**WHAT TO DO**
Look below for the line containing "Target: ornamental grass clump" and the line containing "One point per instance, each like (234, 416)."; repeat exactly those two lines and all lines between them, and nothing else.
——
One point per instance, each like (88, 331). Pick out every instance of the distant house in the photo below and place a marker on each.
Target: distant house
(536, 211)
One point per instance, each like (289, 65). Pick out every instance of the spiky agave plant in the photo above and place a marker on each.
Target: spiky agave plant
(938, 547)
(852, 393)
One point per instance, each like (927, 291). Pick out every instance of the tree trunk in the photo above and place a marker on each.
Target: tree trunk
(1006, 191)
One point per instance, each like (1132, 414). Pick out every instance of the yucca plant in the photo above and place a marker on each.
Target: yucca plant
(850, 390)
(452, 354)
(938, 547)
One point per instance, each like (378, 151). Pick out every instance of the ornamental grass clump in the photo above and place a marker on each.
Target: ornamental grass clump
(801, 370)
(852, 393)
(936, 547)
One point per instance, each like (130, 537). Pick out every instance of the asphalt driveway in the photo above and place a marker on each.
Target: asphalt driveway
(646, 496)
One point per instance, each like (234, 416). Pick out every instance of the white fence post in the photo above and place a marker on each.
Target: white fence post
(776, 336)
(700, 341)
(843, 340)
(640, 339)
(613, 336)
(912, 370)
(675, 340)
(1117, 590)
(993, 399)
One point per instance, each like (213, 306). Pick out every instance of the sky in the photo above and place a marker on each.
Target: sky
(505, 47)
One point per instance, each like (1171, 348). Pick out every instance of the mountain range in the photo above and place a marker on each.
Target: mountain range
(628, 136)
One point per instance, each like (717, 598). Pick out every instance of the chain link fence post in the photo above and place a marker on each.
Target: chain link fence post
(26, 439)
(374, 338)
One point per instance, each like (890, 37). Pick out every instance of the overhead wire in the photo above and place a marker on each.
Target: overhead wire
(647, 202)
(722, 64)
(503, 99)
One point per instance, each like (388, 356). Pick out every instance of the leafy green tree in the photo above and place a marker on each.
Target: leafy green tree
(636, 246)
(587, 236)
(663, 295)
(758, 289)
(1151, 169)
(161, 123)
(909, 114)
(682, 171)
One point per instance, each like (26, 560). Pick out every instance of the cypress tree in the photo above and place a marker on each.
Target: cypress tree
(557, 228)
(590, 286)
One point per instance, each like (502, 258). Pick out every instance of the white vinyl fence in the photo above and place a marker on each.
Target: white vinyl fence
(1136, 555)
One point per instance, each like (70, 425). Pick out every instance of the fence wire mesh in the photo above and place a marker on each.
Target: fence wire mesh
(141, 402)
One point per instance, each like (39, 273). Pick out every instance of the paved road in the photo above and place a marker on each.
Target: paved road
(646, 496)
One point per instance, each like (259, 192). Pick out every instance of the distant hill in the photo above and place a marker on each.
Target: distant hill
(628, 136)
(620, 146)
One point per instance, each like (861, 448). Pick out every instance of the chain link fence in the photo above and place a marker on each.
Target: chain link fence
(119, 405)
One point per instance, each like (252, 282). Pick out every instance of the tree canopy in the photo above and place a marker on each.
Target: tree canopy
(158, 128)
——
**TASK ANSWER**
Target: ornamental grass clump
(801, 370)
(852, 393)
(936, 547)
One point per instance, each like (130, 537). Pick out every instance of the asphalt driveway in the photo above and place a marker on each.
Target: asphalt driveway
(646, 496)
One point per instance, each like (234, 416). Pick out every instance of the white fence post in the photo above and place a marker on each.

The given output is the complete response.